YOUR GOAL: Please rewrite the records below, replacing "single dot" with "small cross" everywhere it occurs and leaving everything else unchanged.

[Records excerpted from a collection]
+++

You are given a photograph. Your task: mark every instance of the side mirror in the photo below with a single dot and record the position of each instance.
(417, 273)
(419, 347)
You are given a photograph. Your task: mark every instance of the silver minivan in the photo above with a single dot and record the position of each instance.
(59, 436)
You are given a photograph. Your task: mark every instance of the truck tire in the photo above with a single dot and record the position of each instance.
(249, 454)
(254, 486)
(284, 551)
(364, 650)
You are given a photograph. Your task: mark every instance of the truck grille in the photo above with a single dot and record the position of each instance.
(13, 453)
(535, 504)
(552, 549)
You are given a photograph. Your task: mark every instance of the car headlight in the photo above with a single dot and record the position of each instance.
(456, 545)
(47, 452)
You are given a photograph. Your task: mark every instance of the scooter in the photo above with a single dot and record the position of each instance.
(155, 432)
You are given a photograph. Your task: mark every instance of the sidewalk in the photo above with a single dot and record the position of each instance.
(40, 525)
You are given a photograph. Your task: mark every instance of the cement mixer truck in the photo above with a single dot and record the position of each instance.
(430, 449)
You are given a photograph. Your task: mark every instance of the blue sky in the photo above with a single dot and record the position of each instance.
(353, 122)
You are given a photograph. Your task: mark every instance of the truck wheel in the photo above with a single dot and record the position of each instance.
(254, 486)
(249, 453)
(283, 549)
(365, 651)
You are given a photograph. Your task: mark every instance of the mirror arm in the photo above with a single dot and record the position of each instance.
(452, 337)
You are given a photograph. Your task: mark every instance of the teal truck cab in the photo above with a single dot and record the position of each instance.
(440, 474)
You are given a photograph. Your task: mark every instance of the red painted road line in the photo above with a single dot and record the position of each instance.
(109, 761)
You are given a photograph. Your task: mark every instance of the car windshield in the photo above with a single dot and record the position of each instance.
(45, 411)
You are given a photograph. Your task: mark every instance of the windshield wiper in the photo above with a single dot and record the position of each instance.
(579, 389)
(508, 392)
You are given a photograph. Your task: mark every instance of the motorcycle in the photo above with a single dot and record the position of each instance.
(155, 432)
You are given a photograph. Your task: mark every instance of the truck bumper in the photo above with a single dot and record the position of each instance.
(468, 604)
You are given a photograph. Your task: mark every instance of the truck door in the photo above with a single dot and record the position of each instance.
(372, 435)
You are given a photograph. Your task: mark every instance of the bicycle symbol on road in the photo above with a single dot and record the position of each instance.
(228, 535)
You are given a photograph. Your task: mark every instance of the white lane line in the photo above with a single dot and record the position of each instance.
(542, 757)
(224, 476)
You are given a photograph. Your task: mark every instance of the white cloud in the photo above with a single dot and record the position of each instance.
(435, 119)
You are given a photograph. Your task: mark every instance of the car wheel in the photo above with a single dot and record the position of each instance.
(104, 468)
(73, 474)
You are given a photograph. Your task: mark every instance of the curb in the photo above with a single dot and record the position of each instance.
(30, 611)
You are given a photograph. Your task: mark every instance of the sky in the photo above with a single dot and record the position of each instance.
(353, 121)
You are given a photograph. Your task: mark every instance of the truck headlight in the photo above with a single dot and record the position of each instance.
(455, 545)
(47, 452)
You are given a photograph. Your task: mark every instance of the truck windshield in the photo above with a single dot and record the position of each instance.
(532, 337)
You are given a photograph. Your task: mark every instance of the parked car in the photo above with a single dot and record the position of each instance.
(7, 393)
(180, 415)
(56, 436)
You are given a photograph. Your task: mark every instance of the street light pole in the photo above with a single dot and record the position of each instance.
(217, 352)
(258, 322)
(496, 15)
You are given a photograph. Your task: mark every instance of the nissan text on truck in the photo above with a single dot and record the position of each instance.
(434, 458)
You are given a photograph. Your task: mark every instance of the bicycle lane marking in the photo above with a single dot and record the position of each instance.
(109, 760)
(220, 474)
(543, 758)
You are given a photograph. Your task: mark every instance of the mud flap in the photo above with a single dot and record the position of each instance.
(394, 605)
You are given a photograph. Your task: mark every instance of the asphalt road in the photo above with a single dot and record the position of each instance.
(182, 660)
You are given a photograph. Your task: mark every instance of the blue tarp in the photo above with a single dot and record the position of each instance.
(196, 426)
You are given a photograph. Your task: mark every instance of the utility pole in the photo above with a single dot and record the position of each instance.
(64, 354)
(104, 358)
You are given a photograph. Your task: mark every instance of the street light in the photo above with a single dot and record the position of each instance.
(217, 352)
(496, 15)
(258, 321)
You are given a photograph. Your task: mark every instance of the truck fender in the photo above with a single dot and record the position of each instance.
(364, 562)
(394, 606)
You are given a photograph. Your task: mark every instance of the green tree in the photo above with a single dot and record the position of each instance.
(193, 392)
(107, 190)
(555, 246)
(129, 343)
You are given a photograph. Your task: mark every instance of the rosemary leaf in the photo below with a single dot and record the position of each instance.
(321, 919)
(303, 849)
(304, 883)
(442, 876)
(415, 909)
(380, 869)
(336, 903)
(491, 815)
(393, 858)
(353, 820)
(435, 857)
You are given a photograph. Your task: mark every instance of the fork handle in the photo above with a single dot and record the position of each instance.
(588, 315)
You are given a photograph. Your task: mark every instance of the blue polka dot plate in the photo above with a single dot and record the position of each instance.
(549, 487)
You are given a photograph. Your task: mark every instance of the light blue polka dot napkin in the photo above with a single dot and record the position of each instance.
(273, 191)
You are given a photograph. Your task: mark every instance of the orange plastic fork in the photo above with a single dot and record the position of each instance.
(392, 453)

+++

ANSWER TO THIS PROBLEM:
You are given a photograph. Your task: mark every instance of the side mirror in the photo below with a small cross and record the position of each instance.
(417, 273)
(419, 347)
You are given a photograph. Your task: mark every instance of the silver minivan in the photo above with a small cross and record the position of each instance.
(59, 436)
You are given a photograph. Your task: mark every instance of the truck tire in the photo above with a small cross and record the position of each instance.
(249, 454)
(254, 486)
(284, 551)
(364, 650)
You are given a photograph. Your task: mark every instance of the truck grille in the photo above with a small cross and record the position of each instance.
(13, 453)
(535, 504)
(552, 549)
You are given a photograph. Your task: mark every instance of the car headlight in the photo above with a small cross and record the position of each instance.
(456, 545)
(47, 452)
You are given a photograph. Your task: mark every instance of the scooter in the photo above with a small cross and record the position of each instance.
(155, 432)
You are given a photograph. Your task: mark every instance of the sidewalk in the photo above with a small cross and record the position of each instance.
(40, 525)
You are given a photograph. Your task: mark every instance of the cement mixer truck in the photo above with a small cross and record the position of each instance.
(430, 449)
You are given a photograph. Your task: mark every instance of the blue sky in the photo above with a small cross and record the position of each instance.
(353, 122)
You are given a photograph. Your task: mark every instance of the truck wheel in the photo above with a small cross and record the position of each instance.
(254, 486)
(249, 453)
(283, 549)
(365, 651)
You are given a photograph. Your task: mark every instance of the mirror arm in the photo above with a small cross and record the position of each instance.
(452, 337)
You are given a photograph. Your task: mark every instance of the teal truck cab in the photo above with a small cross and record the position of each instance.
(440, 474)
You are given a photograph. Your task: mark every instance of the red painted road line in the photo above with a small cross and record the position of each instance.
(109, 761)
You are given a photograph. Your task: mark every instance of the car windshield in the photo above with a small cross and record the position of each instance.
(45, 411)
You are given a photograph. Your task: mark every instance of the windshield wiper in the photo above with a small cross and record the position of each instance.
(579, 389)
(508, 392)
You are given a photograph. Your task: mark every instance of the motorcycle in the photo above with a small cross and record the position of each instance.
(155, 432)
You are given a photograph. Your task: mark every instance of the truck bumper in the photo above with a small cross and record the position of each instance.
(468, 604)
You are given a photograph. Your task: mark every instance of the truck door in the photo above with a small cross and record the position of each instance.
(372, 435)
You are given a photograph. Your task: mark every instance of the bicycle symbol on road in the photo above with a small cross and record the position of each instance.
(228, 535)
You are given a photograph. Your task: mark every instance of the white lane line in the photo above with a small cross and record the position of each instance.
(542, 757)
(224, 476)
You are given a photograph. Your task: mark every instance of the white cloud in the photo above with a small cross and record the position of each instance.
(435, 119)
You are given a photograph. Your task: mark every instance of the car wheel in the photo above with a small cross and record the position of each instance.
(104, 468)
(73, 474)
You are given a photograph. Your task: mark every instance of the curb in the photo above with a small cross and record the position of each instance.
(30, 611)
You are given a photograph. Your task: mark every instance of the sky in the photo above with a small cross and record the position of each instance.
(353, 121)
You are given a photograph. Your task: mark every instance of the truck headlight in the photo above with a small cross and record the position of each instance.
(455, 545)
(47, 452)
You are given a photograph. Your task: mark every instance of the truck windshield in the photo above with a small cross and record the position of each instance.
(532, 337)
You are given a photograph. Your task: mark every instance of the parked car in the photo above with a small cross and record the position of each instance.
(7, 393)
(180, 415)
(56, 436)
You are given a photograph. Your task: mark every instance of the street light pole in the photo above with a small cross and record the position of each instance.
(217, 352)
(258, 322)
(496, 15)
You are given a photograph. Your task: mark every instance of the nissan text on truck in the photo above with a small cross and record the position of each instance.
(434, 458)
You are given a photograph. Your task: mark every instance of the bicycle lane marking in the photo above with a small cross and record the position of each instance.
(109, 760)
(220, 474)
(543, 758)
You are given a photograph. Your task: mark every instance of the mud flap in the photo above with a small cross and record the position of each instance.
(394, 605)
You are given a photograph. Your task: mark every instance of the asphalt road in the photo above with a small cross and record the position of each instance.
(182, 660)
You are given a photograph. Your task: mark every instance of the blue tarp in the photo above with a small cross and record the position of each instance.
(196, 426)
You are given a photograph. Your task: mark every instance of the utility pole in the photo above with a small cross and record the position of each instance.
(64, 354)
(104, 358)
You are given a photograph. Your task: mark every instance of the street light in the photo above with a small cross and record the position of each instance.
(217, 352)
(496, 15)
(258, 321)
You are given a photograph. Your task: mark every instance of the truck fender in the photo above with a small cross and record the position of each instance.
(364, 562)
(394, 606)
You are given a photograph. Your task: mark every instance of the green tree in the photo above with a small cross and record the position of each instance.
(193, 392)
(107, 190)
(555, 246)
(129, 343)
You are given a photograph. Your task: mark every instance of the rosemary leaf in the photo below with a small cross and record the position of each instance.
(321, 919)
(303, 849)
(304, 883)
(442, 876)
(415, 909)
(380, 869)
(336, 903)
(491, 815)
(393, 858)
(353, 820)
(435, 857)
You are given a photograph. Your task: mark every instance of the fork handle in the photo above with a small cross and record the position of each instance.
(588, 315)
You are given a photograph. Your task: mark every instance of the blue polka dot plate in the photo above with a small cross and record the position of each instance.
(549, 487)
You are given a photograph. Your task: mark every instance of the light blue polka dot napkin in the photo above with a small cross and record the position of each instance.
(273, 191)
You are given a photograph. Your task: mark every instance of the orange plastic fork in the photo above with a small cross and record the position of each instance.
(392, 453)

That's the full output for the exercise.